• EXERCISE AIM: Update the items below by changing each "split by" to "separated by", with every other part left as it is.

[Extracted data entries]
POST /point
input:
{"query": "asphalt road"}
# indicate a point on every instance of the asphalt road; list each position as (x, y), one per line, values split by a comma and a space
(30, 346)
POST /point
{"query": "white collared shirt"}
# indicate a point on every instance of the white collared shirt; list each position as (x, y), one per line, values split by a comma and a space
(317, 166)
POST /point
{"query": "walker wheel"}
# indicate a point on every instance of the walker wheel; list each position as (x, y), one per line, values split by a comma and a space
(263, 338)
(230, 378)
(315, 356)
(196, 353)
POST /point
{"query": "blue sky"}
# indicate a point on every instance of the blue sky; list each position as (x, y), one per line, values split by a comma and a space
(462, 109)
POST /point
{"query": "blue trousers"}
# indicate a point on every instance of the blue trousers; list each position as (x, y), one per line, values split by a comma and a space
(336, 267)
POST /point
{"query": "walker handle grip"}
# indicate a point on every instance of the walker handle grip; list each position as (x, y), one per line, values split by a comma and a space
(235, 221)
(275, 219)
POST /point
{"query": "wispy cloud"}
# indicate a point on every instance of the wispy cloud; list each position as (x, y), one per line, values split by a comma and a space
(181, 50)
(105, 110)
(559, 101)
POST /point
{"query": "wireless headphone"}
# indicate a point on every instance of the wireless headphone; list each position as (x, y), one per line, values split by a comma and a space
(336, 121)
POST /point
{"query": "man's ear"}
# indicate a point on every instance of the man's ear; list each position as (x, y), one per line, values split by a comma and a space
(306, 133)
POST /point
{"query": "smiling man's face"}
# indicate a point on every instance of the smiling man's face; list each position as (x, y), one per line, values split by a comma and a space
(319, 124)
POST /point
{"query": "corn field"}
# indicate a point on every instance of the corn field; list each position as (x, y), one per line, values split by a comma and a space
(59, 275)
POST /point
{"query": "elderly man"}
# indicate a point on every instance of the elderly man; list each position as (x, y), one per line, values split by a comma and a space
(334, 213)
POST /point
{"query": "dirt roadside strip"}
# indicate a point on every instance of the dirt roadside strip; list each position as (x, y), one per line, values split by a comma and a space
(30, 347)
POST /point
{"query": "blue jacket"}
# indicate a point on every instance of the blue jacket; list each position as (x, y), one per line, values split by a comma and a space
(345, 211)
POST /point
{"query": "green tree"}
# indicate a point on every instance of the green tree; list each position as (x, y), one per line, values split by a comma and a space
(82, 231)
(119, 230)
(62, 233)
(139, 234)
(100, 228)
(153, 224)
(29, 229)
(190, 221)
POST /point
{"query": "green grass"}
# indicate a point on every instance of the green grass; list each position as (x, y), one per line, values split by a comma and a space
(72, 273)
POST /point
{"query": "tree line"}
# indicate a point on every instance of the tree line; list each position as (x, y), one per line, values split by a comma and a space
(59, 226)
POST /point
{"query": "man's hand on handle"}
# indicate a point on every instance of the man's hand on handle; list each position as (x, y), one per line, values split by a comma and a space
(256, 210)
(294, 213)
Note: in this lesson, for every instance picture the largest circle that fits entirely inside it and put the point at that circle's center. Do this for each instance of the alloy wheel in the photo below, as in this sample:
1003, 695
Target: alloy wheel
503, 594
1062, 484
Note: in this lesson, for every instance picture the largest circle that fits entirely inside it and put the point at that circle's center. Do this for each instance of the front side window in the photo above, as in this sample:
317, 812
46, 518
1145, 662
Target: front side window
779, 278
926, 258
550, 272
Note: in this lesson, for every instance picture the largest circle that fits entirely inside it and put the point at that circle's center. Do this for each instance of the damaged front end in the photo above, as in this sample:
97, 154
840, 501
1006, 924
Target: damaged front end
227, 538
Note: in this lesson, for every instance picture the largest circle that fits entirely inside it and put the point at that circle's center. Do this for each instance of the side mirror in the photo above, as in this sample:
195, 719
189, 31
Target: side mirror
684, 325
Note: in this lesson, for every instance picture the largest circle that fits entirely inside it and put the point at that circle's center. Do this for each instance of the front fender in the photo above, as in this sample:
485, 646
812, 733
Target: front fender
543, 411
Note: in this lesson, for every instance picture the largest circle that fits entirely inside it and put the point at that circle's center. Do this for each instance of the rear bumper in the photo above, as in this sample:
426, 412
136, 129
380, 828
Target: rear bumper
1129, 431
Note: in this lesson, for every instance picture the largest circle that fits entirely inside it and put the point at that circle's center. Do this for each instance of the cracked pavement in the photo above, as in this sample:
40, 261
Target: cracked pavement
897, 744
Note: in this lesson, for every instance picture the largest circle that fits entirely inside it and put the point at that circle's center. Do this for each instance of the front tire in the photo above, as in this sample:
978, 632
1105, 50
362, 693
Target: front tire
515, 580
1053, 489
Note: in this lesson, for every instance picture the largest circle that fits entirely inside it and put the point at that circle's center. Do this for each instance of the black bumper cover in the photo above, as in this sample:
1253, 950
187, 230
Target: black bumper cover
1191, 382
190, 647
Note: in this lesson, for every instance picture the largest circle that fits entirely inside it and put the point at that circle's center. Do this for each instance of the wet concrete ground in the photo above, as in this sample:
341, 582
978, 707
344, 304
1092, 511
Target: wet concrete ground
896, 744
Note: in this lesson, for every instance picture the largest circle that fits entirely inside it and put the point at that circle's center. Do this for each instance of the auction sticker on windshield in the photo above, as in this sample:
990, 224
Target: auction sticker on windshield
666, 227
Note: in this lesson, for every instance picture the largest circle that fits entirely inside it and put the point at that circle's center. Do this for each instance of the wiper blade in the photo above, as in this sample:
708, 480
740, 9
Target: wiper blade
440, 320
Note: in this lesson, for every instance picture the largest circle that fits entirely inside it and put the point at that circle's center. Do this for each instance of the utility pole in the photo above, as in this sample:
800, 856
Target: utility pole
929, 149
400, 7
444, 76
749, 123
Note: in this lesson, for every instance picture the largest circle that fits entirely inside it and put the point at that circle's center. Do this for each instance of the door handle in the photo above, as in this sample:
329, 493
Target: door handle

• RESPONSE TO THIS TASK:
POST /point
input:
{"query": "asphalt road"}
# indicate a point on every instance of the asphalt road; list each position as (x, y), one per line, values separated by a comma and a space
(30, 346)
POST /point
{"query": "white collared shirt"}
# indicate a point on every instance of the white collared shirt; list each position as (x, y), one per line, values separated by a comma and a space
(317, 166)
POST /point
{"query": "walker wheel"}
# indicate a point on every instance of the walker wheel; list each position as (x, y), one per line, values separated by a comma and a space
(263, 338)
(230, 378)
(315, 356)
(196, 353)
POST /point
{"query": "blue sky"}
# indicate a point on every instance of the blue sky; list each position as (x, y), one per line, values separated by a comma and a space
(462, 109)
POST /point
{"query": "blue trousers"}
# indicate a point on every instance of the blue trousers; list each position as (x, y), one per line, values separated by a comma and a space
(336, 267)
POST /point
{"query": "walker handle grip"}
# indicate a point on every instance of the walker handle grip; list each position as (x, y), one per line, values separated by a comma and a space
(235, 221)
(275, 219)
POST /point
{"query": "wispy cloud"}
# indicate a point on every instance of the wispy cloud; list each position as (x, y), one per line, values separated by a comma and a space
(181, 50)
(105, 110)
(559, 101)
POST /point
{"query": "wireless headphone"}
# indicate a point on every instance of the wireless headphone; list each position as (x, y), one per line, values separated by a comma and a space
(336, 121)
POST /point
{"query": "man's ear"}
# indicate a point on every instance of the man's ear; list each position as (x, y), one per line, values separated by a comma and a space
(306, 133)
POST /point
{"query": "smiling man's face"}
# indicate a point on every instance of the smiling man's face; list each position as (x, y), one per line, values separated by a comma and a space
(319, 124)
POST /point
{"query": "corn field"}
# indicate a point on every instance of the corn field; list each position as (x, y), one per line, values separated by a comma and a space
(59, 275)
POST /point
{"query": "elderly man"}
# indicate a point on every instance of the elderly man; list each position as (x, y), one per line, values separated by a comma and a space
(334, 213)
POST /point
{"query": "dirt roadside strip"}
# indicate a point on every instance of the dirt roadside strip; list each position as (x, y), one per line, values separated by a comma and a space
(30, 347)
POST /point
{"query": "blue jacket"}
# indicate a point on every instance of the blue jacket; list each position as (x, y), one per line, values separated by a comma and a space
(345, 211)
POST /point
{"query": "green tree"}
# indicate a point on every instance of the green tree; list each position as (x, y), one per line, values separated by a comma and a space
(82, 231)
(119, 230)
(62, 233)
(139, 234)
(100, 228)
(153, 224)
(29, 229)
(190, 221)
POST /point
{"query": "green grass"}
# indicate a point on every instance of the green grass; list each position as (x, y), one per line, values separated by a comma and a space
(72, 273)
POST /point
{"query": "tree line"}
# indicate a point on every instance of the tree line; list each position as (x, y), one per line, values separated by a comma and a space
(59, 226)
POST /point
{"query": "man's hand on handle"}
# indicate a point on every instance of the man's hand on handle; list each position as (x, y), one per line, values separated by a comma and a space
(256, 210)
(294, 213)
Note: in this lesson, for every instance picture the largest circle that fits entirely inside it and put the point at that circle's center. Do this for each instance of the alloy wheel in the photo below, as in this sample:
1003, 695
Target: alloy wheel
503, 594
1062, 484
Note: in this lesson, for every instance picture the largest circle that fits entirely inside it and put the point at that circle's center. Do this for each instance of the front side window in the photo above, as in this sample:
317, 812
46, 518
1145, 662
Target: front side window
779, 278
926, 258
550, 272
Note: in this lesson, for every instance picture the largest circle that fits entirely inside it and put the point at that circle's center. Do this for each instance of the damaged front end in the photo above, as in this sample:
97, 154
840, 501
1006, 924
Target: damaged front end
227, 538
Note: in this lesson, for every instance picture the largest circle that fits entirely inside it and put the point at that circle's center. Do this for each instance of the side mirror in the photo above, as in this sample:
195, 719
189, 31
Target: side mirror
684, 325
Note: in this lesson, for every instance picture the largest circle that fits entirely inside it and put the point at that circle's center. Do this for each instance of the front fender in the photo above, as in this sample:
485, 646
812, 733
Target: front fender
543, 411
Note: in this lesson, for every instance picture the largest circle that fits entirely inside it and put the point at that circle's center. Do this for each instance of the rear bumper in the photo above, as in this sample:
426, 412
136, 129
380, 828
Target: rear bumper
1129, 431
Note: in this lesson, for every instance picture the largest circle that fits entirely inside it and put the point at that circle's center. Do this for each instance of the cracked pavement in the photo above, as in this sample:
40, 261
Target: cracked pavement
897, 744
Note: in this lesson, for every instance picture the largest circle that fits entirely inside it and put the point at that circle's center. Do this for each instance of the front tire in the photo above, as in this sample:
978, 632
1105, 50
362, 693
Target: front tire
515, 580
1053, 489
Note: in this lesson, for every instance picture the largest circle that fits entirely inside it and put the point at that circle's center. Do this for each instance of the black bumper cover in the photo above, as in this sample:
1253, 950
187, 230
Target: black bumper cover
1191, 382
190, 647
Note: in this lesson, for every instance picture the largest circle that fits entirely inside it and put the point at that circle's center. Do this for each instance of the wet concrete ground in the photo above, as in this sample:
341, 582
978, 707
344, 304
1092, 511
Target: wet concrete ground
896, 744
Note: in this lesson, for every instance picture the largest circle that fits entirely inside it and put the point at that circle's center. Do this for each instance of the auction sticker on windshield in the photo above, as in this sample:
990, 224
Target: auction sticker on windshield
666, 227
Note: in this lesson, for every instance picture the largest circle that fits entirely inside it and put the point at that circle's center. Do this for each instance of the wiper blade in the photo above, as in this sample:
708, 480
740, 9
Target: wiper blade
440, 320
Note: in this lesson, for every instance picture the largest circle that fits entirely inside it and put the point at that circle's center. Do this for each instance of the utility pole in the photo above, as in this sample:
800, 856
Target: utility pole
929, 149
400, 7
444, 76
749, 123
Note: in this lesson, for every instance picture the largest circle that fits entirely inside it and put the point at that circle's center. Do this for each instance of the door handle in the photo above, as in this sample:
329, 493
Target: door handle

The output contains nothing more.